▶ [What you are asked to do] Report every line in the rows below that contains the string "cityscape", copying each line in full.

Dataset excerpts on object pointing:
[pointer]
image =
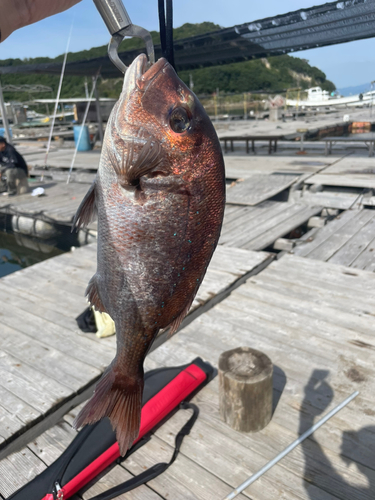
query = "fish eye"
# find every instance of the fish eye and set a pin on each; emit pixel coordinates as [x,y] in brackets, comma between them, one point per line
[179,120]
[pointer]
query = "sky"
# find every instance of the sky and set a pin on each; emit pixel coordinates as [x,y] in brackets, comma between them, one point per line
[346,65]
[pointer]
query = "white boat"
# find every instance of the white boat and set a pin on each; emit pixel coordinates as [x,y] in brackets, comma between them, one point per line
[318,98]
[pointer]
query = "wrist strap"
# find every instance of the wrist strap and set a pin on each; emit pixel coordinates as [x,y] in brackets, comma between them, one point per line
[157,469]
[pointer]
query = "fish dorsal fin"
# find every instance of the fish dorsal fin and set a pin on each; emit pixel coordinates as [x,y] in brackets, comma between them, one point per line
[86,210]
[150,159]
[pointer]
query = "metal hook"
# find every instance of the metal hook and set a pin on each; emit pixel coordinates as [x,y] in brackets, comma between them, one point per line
[119,25]
[132,30]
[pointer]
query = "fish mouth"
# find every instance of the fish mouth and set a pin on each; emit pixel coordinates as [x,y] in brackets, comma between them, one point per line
[140,75]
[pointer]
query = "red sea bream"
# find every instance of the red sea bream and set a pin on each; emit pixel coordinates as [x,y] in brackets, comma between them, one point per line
[159,197]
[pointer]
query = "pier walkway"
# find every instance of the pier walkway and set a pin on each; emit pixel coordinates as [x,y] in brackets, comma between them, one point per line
[310,310]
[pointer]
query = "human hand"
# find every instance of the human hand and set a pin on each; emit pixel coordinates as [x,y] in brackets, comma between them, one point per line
[15,14]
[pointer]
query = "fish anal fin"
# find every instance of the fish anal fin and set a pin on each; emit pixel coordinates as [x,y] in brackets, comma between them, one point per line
[86,210]
[118,397]
[92,293]
[148,161]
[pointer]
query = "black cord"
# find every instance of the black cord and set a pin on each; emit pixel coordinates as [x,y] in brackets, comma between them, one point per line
[166,30]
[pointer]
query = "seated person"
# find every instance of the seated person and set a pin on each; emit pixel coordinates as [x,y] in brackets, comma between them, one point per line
[13,170]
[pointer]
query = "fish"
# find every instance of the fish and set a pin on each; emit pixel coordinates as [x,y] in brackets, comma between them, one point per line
[159,197]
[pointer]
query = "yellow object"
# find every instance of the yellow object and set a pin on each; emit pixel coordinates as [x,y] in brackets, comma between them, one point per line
[104,324]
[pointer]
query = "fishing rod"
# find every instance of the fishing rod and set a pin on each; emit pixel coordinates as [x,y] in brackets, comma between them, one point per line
[291,447]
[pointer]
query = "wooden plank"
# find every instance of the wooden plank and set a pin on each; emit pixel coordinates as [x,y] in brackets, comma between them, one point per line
[17,470]
[356,245]
[305,248]
[258,188]
[286,226]
[348,180]
[261,232]
[366,260]
[248,217]
[341,236]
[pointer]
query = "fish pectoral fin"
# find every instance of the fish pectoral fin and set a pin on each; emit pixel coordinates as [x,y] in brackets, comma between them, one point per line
[86,210]
[174,326]
[149,160]
[92,293]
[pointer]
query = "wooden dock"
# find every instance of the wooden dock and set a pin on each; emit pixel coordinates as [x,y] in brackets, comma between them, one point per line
[256,228]
[39,332]
[349,240]
[321,354]
[311,311]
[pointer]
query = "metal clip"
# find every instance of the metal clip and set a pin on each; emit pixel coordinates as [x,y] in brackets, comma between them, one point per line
[119,25]
[59,491]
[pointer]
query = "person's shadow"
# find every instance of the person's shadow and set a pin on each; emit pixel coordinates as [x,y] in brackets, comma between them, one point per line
[356,447]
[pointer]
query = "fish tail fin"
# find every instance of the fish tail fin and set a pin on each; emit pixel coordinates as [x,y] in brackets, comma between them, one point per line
[117,396]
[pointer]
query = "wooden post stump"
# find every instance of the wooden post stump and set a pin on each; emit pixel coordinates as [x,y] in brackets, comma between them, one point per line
[245,389]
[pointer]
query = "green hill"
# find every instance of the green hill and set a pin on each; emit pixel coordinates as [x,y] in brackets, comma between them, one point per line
[269,74]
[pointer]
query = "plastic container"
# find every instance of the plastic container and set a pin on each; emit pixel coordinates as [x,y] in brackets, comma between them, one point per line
[84,141]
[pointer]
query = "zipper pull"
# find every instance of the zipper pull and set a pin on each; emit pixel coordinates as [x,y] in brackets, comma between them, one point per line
[59,491]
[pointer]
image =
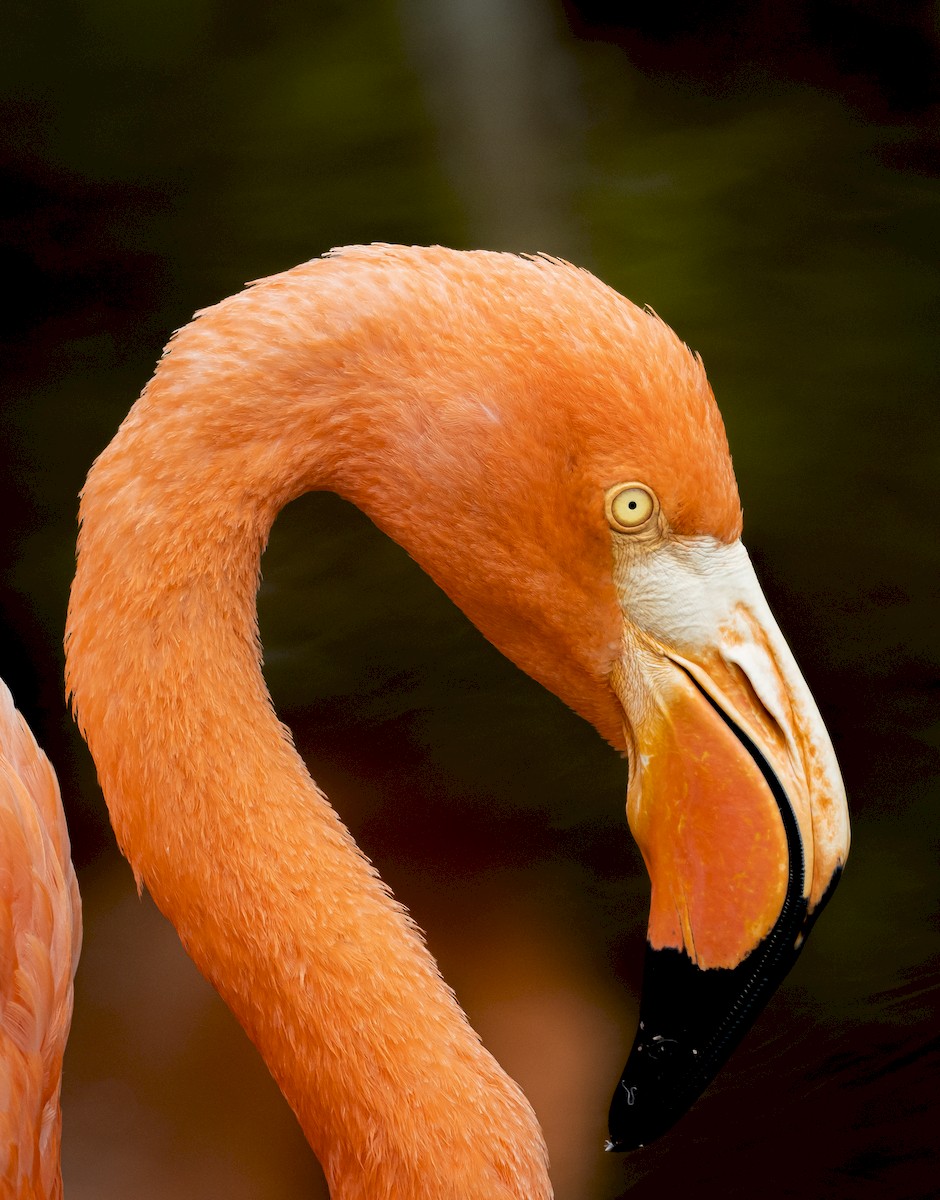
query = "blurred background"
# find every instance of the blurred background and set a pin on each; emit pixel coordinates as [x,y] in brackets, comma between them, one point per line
[766,178]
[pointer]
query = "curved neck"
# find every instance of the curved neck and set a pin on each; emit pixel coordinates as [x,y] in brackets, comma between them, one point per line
[215,809]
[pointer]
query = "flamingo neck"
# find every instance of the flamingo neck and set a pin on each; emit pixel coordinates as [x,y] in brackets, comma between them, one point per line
[220,819]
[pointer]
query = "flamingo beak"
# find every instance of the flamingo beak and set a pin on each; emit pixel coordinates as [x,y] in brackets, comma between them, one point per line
[737,805]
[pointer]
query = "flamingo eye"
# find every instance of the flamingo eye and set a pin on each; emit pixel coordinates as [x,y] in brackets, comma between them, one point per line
[630,507]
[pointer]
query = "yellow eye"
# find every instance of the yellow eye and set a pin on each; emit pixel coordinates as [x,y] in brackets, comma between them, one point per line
[629,507]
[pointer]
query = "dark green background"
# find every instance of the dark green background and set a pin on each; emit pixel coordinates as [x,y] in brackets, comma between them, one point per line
[766,178]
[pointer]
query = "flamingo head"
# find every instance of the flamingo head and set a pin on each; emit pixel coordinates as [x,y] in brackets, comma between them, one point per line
[575,497]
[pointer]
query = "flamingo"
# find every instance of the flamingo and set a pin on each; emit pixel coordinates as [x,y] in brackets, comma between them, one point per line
[554,457]
[40,941]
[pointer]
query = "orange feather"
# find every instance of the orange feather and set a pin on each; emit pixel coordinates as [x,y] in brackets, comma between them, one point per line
[40,941]
[406,381]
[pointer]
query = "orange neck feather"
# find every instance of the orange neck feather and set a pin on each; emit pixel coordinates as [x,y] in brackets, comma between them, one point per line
[371,373]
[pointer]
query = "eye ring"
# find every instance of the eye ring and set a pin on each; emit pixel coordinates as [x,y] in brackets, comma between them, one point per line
[630,508]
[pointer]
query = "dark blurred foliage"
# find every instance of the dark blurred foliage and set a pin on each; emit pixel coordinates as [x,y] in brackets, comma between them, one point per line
[766,178]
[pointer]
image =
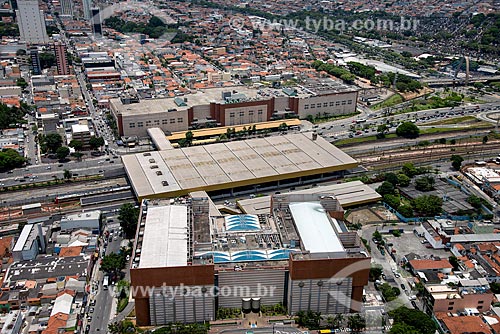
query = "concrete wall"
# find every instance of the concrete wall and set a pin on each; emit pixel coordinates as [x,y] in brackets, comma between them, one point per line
[268,284]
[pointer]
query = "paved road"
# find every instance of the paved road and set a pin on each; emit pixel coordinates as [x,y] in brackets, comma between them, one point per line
[104,298]
[341,128]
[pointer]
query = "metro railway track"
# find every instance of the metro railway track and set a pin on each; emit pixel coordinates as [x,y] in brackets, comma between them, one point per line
[429,155]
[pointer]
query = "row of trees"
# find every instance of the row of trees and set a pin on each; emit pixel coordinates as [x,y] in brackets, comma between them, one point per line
[425,205]
[312,320]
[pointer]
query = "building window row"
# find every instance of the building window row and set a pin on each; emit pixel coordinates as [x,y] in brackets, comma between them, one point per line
[155,122]
[250,113]
[327,104]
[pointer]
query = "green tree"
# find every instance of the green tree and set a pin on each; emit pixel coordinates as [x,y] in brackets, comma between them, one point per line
[76,144]
[382,130]
[375,273]
[402,328]
[409,169]
[454,262]
[456,161]
[408,130]
[52,141]
[385,188]
[388,292]
[415,318]
[309,319]
[128,219]
[425,183]
[406,210]
[403,180]
[67,174]
[475,201]
[356,323]
[392,178]
[96,142]
[10,158]
[62,153]
[428,205]
[392,200]
[112,263]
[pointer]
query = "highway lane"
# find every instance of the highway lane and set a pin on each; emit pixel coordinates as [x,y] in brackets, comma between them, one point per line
[342,128]
[104,298]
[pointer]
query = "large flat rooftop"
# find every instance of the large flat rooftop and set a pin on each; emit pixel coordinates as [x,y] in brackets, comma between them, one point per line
[232,164]
[165,239]
[348,194]
[225,95]
[315,229]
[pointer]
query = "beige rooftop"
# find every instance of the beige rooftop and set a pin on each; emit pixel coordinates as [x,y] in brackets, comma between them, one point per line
[220,166]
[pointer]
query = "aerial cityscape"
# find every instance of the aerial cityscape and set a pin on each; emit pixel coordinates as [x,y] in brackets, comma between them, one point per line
[233,167]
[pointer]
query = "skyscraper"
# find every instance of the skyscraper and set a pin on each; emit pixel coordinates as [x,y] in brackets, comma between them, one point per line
[31,22]
[61,59]
[96,21]
[36,67]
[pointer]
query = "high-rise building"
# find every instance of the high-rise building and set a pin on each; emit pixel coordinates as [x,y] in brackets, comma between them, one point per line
[87,5]
[31,22]
[35,66]
[96,21]
[61,58]
[66,7]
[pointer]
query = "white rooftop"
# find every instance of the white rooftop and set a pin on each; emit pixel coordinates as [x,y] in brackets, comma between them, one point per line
[315,229]
[62,304]
[96,214]
[78,128]
[164,242]
[23,238]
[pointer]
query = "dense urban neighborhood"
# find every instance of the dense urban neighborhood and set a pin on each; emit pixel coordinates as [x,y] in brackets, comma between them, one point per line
[257,167]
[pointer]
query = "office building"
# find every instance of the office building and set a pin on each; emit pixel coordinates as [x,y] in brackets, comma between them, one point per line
[96,22]
[35,66]
[236,166]
[31,22]
[232,106]
[61,58]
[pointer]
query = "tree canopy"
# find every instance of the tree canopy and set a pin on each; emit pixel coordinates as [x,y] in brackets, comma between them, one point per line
[113,263]
[456,161]
[62,153]
[96,142]
[128,219]
[428,205]
[50,142]
[10,158]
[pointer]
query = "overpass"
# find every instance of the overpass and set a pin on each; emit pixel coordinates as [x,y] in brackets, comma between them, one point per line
[459,81]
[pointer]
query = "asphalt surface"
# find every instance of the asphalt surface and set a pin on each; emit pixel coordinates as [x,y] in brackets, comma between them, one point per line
[104,298]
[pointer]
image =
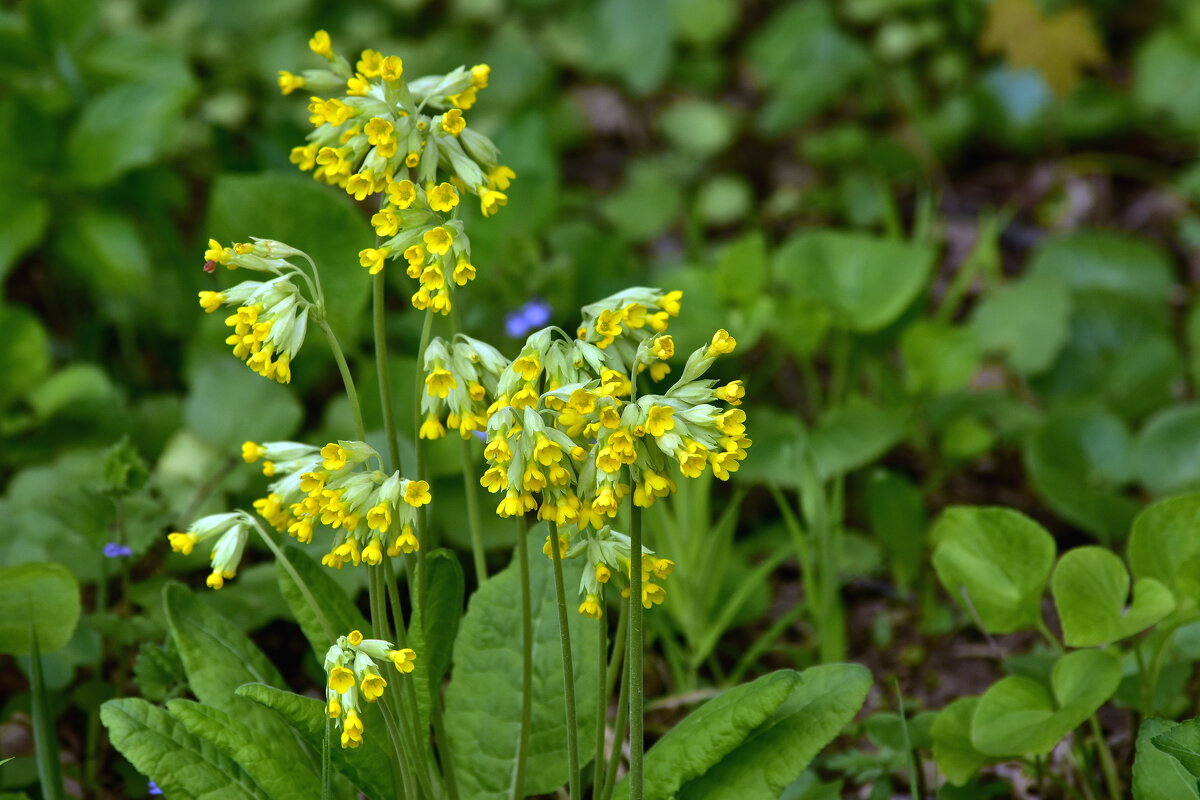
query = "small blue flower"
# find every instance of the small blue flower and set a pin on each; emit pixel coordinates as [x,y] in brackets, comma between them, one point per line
[529,317]
[114,551]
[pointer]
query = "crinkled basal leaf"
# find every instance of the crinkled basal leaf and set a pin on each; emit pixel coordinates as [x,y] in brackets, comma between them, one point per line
[774,755]
[483,701]
[1091,587]
[865,281]
[279,765]
[955,757]
[184,765]
[334,614]
[1158,775]
[1164,546]
[367,767]
[37,599]
[219,659]
[1019,716]
[995,563]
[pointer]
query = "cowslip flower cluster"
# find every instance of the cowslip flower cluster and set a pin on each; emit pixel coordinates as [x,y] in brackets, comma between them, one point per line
[270,317]
[231,530]
[461,377]
[378,133]
[352,665]
[371,513]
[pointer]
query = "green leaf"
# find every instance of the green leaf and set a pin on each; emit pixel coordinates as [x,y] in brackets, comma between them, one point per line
[1026,322]
[1000,559]
[823,701]
[219,659]
[279,765]
[184,765]
[712,732]
[1019,716]
[24,353]
[939,358]
[1168,450]
[955,757]
[483,701]
[39,600]
[1158,775]
[317,588]
[865,281]
[124,127]
[1163,545]
[221,389]
[1090,588]
[1077,461]
[367,767]
[307,216]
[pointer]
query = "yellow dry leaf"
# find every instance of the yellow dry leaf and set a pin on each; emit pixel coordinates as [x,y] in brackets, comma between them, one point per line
[1060,46]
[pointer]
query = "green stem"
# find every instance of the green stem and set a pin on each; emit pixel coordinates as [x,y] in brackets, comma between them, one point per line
[601,703]
[347,379]
[564,635]
[381,336]
[636,687]
[526,660]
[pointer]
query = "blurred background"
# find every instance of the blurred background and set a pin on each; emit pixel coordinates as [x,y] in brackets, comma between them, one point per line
[955,239]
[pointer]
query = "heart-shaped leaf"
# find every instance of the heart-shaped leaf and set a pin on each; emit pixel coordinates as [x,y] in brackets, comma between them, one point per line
[1090,588]
[1020,716]
[995,561]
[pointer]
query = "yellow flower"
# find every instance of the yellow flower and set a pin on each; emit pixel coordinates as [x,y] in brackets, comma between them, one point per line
[341,679]
[289,83]
[443,198]
[439,383]
[321,43]
[721,344]
[373,258]
[453,121]
[490,200]
[438,240]
[417,493]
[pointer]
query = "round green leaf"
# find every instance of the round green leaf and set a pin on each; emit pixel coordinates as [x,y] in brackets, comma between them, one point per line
[1019,716]
[995,561]
[39,600]
[1090,588]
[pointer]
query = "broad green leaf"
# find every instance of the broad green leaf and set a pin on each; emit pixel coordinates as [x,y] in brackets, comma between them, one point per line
[865,281]
[1000,559]
[955,757]
[1168,450]
[1107,260]
[1182,743]
[24,353]
[1026,322]
[222,389]
[483,699]
[311,217]
[712,732]
[1019,716]
[367,767]
[1077,461]
[184,765]
[124,127]
[939,358]
[1158,775]
[1090,588]
[39,600]
[822,702]
[316,587]
[279,765]
[219,659]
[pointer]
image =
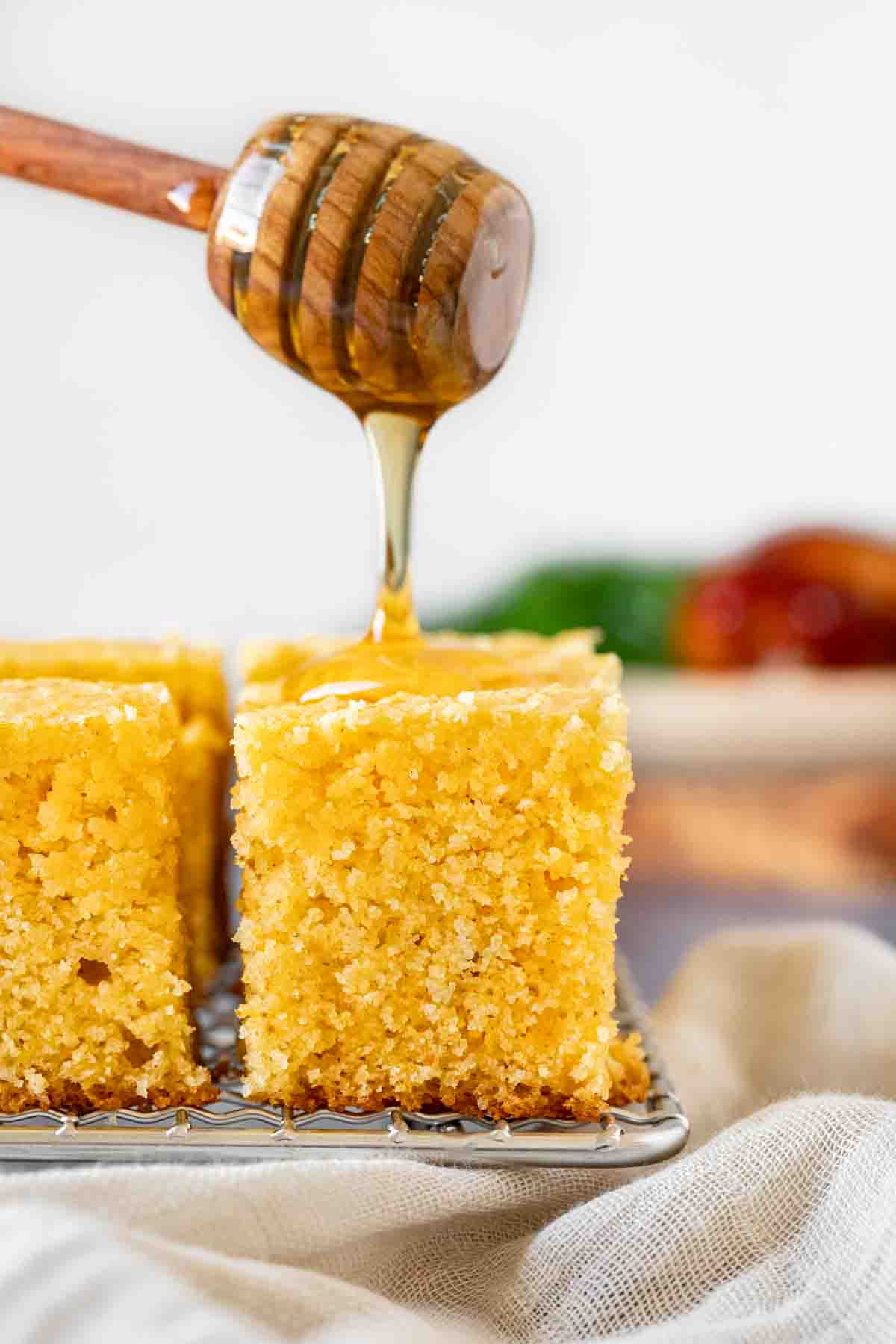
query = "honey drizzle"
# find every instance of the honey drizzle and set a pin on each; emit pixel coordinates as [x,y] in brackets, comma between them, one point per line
[394,656]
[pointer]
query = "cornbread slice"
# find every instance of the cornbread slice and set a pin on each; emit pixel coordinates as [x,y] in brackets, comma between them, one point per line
[195,678]
[92,945]
[429,893]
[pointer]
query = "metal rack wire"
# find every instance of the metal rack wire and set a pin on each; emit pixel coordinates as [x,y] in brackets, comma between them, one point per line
[228,1128]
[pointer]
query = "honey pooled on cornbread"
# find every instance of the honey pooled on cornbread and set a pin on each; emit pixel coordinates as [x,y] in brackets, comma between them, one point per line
[430,878]
[93,952]
[195,678]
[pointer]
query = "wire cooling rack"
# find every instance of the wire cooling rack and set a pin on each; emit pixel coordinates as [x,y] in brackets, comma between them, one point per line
[231,1129]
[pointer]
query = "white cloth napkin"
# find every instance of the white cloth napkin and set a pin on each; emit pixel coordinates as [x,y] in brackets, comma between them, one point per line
[780,1223]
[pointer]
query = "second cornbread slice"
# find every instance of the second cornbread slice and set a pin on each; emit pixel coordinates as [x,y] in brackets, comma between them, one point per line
[93,951]
[430,887]
[195,679]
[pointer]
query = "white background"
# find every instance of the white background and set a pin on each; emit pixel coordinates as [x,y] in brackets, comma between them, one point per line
[709,351]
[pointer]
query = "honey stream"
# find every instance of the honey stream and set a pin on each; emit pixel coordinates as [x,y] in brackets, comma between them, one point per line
[394,656]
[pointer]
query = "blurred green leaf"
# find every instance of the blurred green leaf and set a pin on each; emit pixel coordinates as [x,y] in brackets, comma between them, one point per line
[632,603]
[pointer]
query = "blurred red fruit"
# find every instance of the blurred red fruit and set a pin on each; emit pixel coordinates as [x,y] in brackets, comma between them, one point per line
[817,596]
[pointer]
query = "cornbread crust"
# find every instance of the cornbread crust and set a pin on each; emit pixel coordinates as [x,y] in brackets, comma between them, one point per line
[193,672]
[93,1001]
[193,675]
[429,898]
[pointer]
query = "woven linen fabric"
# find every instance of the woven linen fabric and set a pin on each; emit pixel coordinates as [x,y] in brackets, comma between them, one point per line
[778,1223]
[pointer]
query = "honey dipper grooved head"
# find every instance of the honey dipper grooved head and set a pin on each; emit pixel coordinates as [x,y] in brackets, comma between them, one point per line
[388,268]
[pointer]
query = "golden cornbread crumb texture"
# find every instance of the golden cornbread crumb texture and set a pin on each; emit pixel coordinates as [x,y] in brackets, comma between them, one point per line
[92,949]
[429,900]
[193,672]
[193,675]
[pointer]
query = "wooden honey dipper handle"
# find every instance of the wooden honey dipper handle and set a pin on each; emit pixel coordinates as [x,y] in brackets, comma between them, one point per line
[388,268]
[149,181]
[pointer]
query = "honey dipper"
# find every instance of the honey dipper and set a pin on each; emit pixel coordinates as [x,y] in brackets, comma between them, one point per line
[388,268]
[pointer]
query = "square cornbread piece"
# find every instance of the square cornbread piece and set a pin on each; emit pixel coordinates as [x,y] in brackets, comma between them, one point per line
[195,678]
[92,940]
[429,894]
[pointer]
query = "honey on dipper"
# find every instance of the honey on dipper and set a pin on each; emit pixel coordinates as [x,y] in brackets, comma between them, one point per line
[429,827]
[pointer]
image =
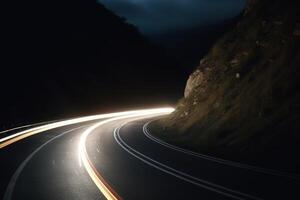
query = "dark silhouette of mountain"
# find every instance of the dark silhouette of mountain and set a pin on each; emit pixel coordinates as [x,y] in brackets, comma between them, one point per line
[242,101]
[63,58]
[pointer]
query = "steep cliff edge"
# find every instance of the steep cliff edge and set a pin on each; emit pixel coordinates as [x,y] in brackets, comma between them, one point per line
[243,100]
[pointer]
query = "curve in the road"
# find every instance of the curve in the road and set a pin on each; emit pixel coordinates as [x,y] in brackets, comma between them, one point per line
[179,174]
[11,185]
[218,160]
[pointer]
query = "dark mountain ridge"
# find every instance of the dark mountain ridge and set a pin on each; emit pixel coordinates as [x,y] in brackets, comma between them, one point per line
[242,101]
[66,58]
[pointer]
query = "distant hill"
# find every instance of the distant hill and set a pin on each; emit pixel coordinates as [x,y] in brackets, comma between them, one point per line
[63,58]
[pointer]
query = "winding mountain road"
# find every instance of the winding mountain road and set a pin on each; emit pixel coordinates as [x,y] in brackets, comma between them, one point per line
[115,156]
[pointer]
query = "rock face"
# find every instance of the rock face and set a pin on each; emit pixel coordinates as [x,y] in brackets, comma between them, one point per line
[244,94]
[195,80]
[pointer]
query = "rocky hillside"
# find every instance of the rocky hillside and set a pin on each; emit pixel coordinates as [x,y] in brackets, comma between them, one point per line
[62,58]
[243,100]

▶ [Result of the task]
query = "aerial cityscape"
# find every instance of the aerial cityscape and set a pin on each; emit pixel coordinates as [x,y] in brackets, comma between them, one point per line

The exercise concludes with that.